GOALS:
[1] According to the passage on US airmen in Norfolk, how many USAAF airfields were in Norfolk during World War Two?
[2] Reproduce the passage on US airmen in Norfolk from "There were 18" up to and including "Norwich International Airport).".
[3] List every aircraft type that the passage on US airmen in Norfolk names.

── EXTRACT

During the Second World War, East Anglia became home to thousands of US airmen. The United States 8th Army Air Force (USAAF) arrived in Norfolk in 1942, and between 1942 and 1945 there were at any one time around 50,000 USAAF personnel stationed within a 30 mile radius of Norwich.
The impact of this “friendly invasion” on local communities was considerable, particularly in villages where American servicemen (and women) vastly outnumbered the local population. Initial suspicion and prejudice towards the GIs rapidly disappeared among those who got to know them. It was a time of jitterbugging dances and big band sounds, and the first taste of peanut butter, chewing gum and coke for many Norfolk people. Enduring friendships were forged between the Americans and the local population, which still endure today.
There were 18 USAAF airfields in Norfolk during World War Two, occupied by Bomb Groups flying B-17 Flying Fortresses or B-24 Liberator aircraft, and Fighter Groups providing support with their P-47 Thunderbolts, P-38 Lightnings and P-51 Mustangs. Traces of many airfields still exist today, and some are still operational (Horsham St Faith is now home to Norwich International Airport).

────
── DATA ROWS

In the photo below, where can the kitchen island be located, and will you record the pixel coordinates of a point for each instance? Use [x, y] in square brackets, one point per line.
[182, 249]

────
── DATA ROWS

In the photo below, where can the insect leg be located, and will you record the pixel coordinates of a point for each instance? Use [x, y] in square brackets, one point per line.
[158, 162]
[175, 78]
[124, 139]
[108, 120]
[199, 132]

────

EXPECTED ANSWERS:
[1] 18

[2]
There were 18 USAAF airfields in Norfolk during World War Two, occupied by Bomb Groups flying B-17 Flying Fortresses or B-24 Liberator aircraft, and Fighter Groups providing support with their P-47 Thunderbolts, P-38 Lightnings and P-51 Mustangs. Traces of many airfields still exist today, and some are still operational (Horsham St Faith is now home to Norwich International Airport).

[3] B-17 Flying Fortresses, B-24 Liberator, P-47 Thunderbolts, P-38 Lightnings, P-51 Mustangs